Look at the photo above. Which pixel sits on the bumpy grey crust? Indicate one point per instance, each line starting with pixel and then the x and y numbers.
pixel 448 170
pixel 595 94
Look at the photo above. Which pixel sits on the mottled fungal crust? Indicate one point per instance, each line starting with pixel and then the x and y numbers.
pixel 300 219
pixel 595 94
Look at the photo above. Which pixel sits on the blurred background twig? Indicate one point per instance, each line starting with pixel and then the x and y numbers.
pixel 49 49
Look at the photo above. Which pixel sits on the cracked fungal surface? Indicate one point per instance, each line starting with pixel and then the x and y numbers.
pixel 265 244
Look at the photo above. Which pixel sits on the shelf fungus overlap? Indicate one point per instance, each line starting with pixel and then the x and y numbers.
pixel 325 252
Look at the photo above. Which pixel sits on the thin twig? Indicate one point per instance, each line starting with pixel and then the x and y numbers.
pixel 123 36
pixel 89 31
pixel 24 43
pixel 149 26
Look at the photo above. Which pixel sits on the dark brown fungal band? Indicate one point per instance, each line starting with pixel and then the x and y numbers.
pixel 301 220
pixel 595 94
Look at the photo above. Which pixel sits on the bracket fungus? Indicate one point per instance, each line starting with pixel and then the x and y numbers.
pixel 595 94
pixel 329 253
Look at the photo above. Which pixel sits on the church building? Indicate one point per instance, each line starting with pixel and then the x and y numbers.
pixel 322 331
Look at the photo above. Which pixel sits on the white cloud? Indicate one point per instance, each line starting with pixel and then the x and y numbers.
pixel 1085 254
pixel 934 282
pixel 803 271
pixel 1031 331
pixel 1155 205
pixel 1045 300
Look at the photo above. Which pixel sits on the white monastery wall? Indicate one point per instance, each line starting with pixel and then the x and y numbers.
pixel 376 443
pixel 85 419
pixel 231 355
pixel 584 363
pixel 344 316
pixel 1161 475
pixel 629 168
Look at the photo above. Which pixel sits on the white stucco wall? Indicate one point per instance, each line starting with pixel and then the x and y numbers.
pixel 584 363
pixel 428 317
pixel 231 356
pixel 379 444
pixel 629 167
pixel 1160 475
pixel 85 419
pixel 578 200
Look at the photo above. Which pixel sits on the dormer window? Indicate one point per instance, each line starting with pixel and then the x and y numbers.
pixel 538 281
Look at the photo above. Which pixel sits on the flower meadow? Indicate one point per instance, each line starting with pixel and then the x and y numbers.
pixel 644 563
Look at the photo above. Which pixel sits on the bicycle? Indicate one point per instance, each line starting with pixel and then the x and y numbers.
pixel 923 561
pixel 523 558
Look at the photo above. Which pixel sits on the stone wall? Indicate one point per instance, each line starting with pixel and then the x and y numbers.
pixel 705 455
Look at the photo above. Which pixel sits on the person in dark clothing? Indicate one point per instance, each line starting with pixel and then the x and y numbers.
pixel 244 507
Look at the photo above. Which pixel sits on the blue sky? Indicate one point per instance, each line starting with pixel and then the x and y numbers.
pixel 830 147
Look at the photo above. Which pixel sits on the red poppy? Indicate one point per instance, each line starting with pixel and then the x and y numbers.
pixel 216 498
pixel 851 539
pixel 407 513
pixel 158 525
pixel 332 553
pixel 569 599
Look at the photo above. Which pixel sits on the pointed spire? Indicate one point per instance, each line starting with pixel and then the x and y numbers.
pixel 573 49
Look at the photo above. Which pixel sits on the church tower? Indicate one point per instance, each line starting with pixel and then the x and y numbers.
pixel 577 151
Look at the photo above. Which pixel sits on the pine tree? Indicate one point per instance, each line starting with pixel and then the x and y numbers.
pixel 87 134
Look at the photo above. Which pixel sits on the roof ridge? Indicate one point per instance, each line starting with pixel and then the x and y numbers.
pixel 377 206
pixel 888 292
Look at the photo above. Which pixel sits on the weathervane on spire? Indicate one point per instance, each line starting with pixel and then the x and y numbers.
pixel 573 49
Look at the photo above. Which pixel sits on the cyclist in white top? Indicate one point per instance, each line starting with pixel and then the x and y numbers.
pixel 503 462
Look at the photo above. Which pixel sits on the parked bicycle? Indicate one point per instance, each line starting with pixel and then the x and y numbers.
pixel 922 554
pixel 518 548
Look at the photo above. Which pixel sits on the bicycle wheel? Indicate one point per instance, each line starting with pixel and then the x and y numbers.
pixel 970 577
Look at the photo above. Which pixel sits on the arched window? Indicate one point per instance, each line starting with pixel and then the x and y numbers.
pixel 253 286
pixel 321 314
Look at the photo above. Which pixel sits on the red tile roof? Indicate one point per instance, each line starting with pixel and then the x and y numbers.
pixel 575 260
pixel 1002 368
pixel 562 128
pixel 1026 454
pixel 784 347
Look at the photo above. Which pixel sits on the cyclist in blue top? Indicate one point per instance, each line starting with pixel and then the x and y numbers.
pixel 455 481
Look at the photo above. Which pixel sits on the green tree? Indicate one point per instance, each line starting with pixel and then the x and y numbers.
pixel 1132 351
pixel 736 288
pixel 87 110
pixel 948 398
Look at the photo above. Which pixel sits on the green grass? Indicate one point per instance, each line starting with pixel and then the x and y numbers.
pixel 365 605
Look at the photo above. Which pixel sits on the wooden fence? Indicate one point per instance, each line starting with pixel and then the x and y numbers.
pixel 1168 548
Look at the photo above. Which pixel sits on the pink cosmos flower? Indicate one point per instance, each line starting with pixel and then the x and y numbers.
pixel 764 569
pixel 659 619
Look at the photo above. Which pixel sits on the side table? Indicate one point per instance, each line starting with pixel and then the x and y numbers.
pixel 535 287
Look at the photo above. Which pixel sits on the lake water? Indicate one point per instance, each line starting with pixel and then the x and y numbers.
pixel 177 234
-.-.-
Assignment
Copy task. Give back the whole listing exactly as written.

Answer
Look at the photo above. Which pixel sits on the bumpy grey crust? Indicate one point per instance, each line starting with pixel and then the x and y numbers.
pixel 448 170
pixel 595 94
Look at the photo above. Which pixel sits on the mottled fungal crust? Indicate one point per instance, each line starting with pixel and then the x and y numbers.
pixel 300 219
pixel 595 94
Look at the photo above. Which pixel sits on the blurred background twig? Indicate one point per instance, each line starting with pixel and then the x and y numbers.
pixel 49 49
Look at the photo above. Which pixel sits on the cracked fungal surface? Indicate one point per instance, each line starting with pixel and then the x and y numbers.
pixel 265 244
Look at the photo above. Which pixel sits on the shelf fungus overlap? Indicate one point per instance, each line starting with pixel and then the x and y numbers.
pixel 325 252
Look at the photo above. Which pixel sits on the thin twig? Indicate one point per instance, each line starting with pixel and then the x and y numbers.
pixel 123 36
pixel 89 31
pixel 24 43
pixel 149 26
Look at the photo above. Which pixel sits on the dark brown fungal band? Indicate one point per instance, each line starting with pixel and then the x and y numbers.
pixel 301 220
pixel 595 94
Look at the photo above. Which pixel sits on the bracket fungus? Indicate one point per instance, each line starting with pixel and then the x and y numbers.
pixel 595 94
pixel 329 253
Look at the photo above. Which pixel sits on the church building? Indicate one point per instance, each line starting with pixel and then the x and y numbers.
pixel 322 331
Look at the photo above. Which pixel sits on the white cloud? Indicate one point per instance, each line starting with pixel and then the x and y numbers.
pixel 1085 254
pixel 934 282
pixel 803 271
pixel 1031 331
pixel 1155 205
pixel 1045 300
Look at the photo above. Which pixel sits on the white monastery wall? Indicate one point per instance, each line starting with pixel and then the x and y numbers.
pixel 376 443
pixel 85 419
pixel 231 355
pixel 584 363
pixel 344 316
pixel 1161 475
pixel 629 168
Look at the photo above. Which pixel sits on the white stucco wall? Indicate one point per instance, each line starting with pixel and then the x and y numbers.
pixel 584 363
pixel 428 317
pixel 231 356
pixel 379 444
pixel 629 167
pixel 1160 475
pixel 85 419
pixel 578 200
Look at the photo above. Which pixel sits on the dormer window? Indicate one point per instance, each line starting with pixel and then the x and y numbers.
pixel 538 281
Look at the photo above. Which pixel sits on the flower meadow? Indicate one point per instance, each line starting with pixel and then the x and y numbers.
pixel 644 563
Look at the photo above. Which pixel sits on the bicycle? Indicate one point per instance, each line starting with pixel and then the x and y numbers.
pixel 923 561
pixel 523 558
Look at the photo above. Which pixel sits on the stone wall? Indicate one point per instance, each line starting with pixel and then the x and y numbers.
pixel 705 455
Look at the photo above. Which pixel sits on the person in dark clothing? Indicate one point per instance, each line starting with pixel and then the x and y numbers.
pixel 244 507
Look at the photo above. Which pixel sits on the blue sky? Indicate one point per instance, each line starting with pixel and then the x and y numbers.
pixel 830 147
Look at the photo above. Which pixel sits on the red poppy? Indicate one point per instance, each line starting with pixel and then the x and y numbers.
pixel 216 498
pixel 851 539
pixel 407 513
pixel 158 525
pixel 332 553
pixel 569 599
Look at the photo above. Which pixel sits on the pointed spire? Indicate one point per instance, each line starting with pixel and then the x and y numbers.
pixel 573 49
Look at the photo above. Which pixel sits on the church tower? Indicate one point per instance, each line starting with pixel and then the x and y numbers.
pixel 577 151
Look at the photo above. Which pixel sits on the pine tree? Indicate one point per instance, each line starting with pixel and then the x and y numbers.
pixel 87 134
Look at the photo above. Which pixel sits on the roof ridge? Indicate one point per instance, each line starting with pixel and then the x and y numbers.
pixel 377 206
pixel 888 292
Look at the photo above. Which pixel sits on the weathervane on spire? Indicate one point per instance, each line starting with pixel and then the x and y numbers.
pixel 573 49
Look at the photo above. Which pixel sits on the cyclist in white top? Indicate one point per instance, each line starting with pixel and then the x and y numbers.
pixel 503 462
Look at the photo above. Which pixel sits on the parked bicycle? Indicate one point per instance, each line starting with pixel and then the x and y numbers.
pixel 922 554
pixel 518 548
Look at the photo above. Which pixel sits on the bicycle wheel? Indicate one point per instance, each line starting with pixel and then the x and y numbers.
pixel 970 577
Look at the photo above. Which pixel sits on the arched window? Indicate one point per instance, each line starting with pixel and then the x and y numbers.
pixel 253 286
pixel 321 314
Look at the photo above. Which pixel sits on the red tile roof? Indicate one point per instance, each line starting with pixel and then the x and y numbers.
pixel 575 260
pixel 1002 368
pixel 562 128
pixel 1026 454
pixel 784 347
Look at the photo above. Which pixel sits on the cyclist in blue top? Indicate one point per instance, each line starting with pixel and then the x and y numbers.
pixel 455 481
Look at the photo above. Which pixel sits on the green tree? Indicate one point per instance, each line starting with pixel and then the x and y numbers.
pixel 1132 351
pixel 736 288
pixel 87 110
pixel 948 398
Look at the photo above. Which pixel sits on the green grass? Indicate one point per instance, each line starting with pixel and then the x and y numbers.
pixel 365 605
Look at the photo above. Which pixel sits on the wooden fence? Indicate one point per instance, each line starting with pixel and then the x and y numbers.
pixel 1168 548
Look at the photo above. Which pixel sits on the pink cosmos flower? Indicate one point per instance, each line starting with pixel and then the x and y numbers.
pixel 764 569
pixel 659 619
Look at the photo above. Which pixel sits on the side table? Indicate one point per instance, each line starting with pixel and then the x and y numbers.
pixel 535 287
Look at the photo above. Which pixel sits on the lake water? Indicate one point per instance, each line starting with pixel and then the x and y numbers.
pixel 177 234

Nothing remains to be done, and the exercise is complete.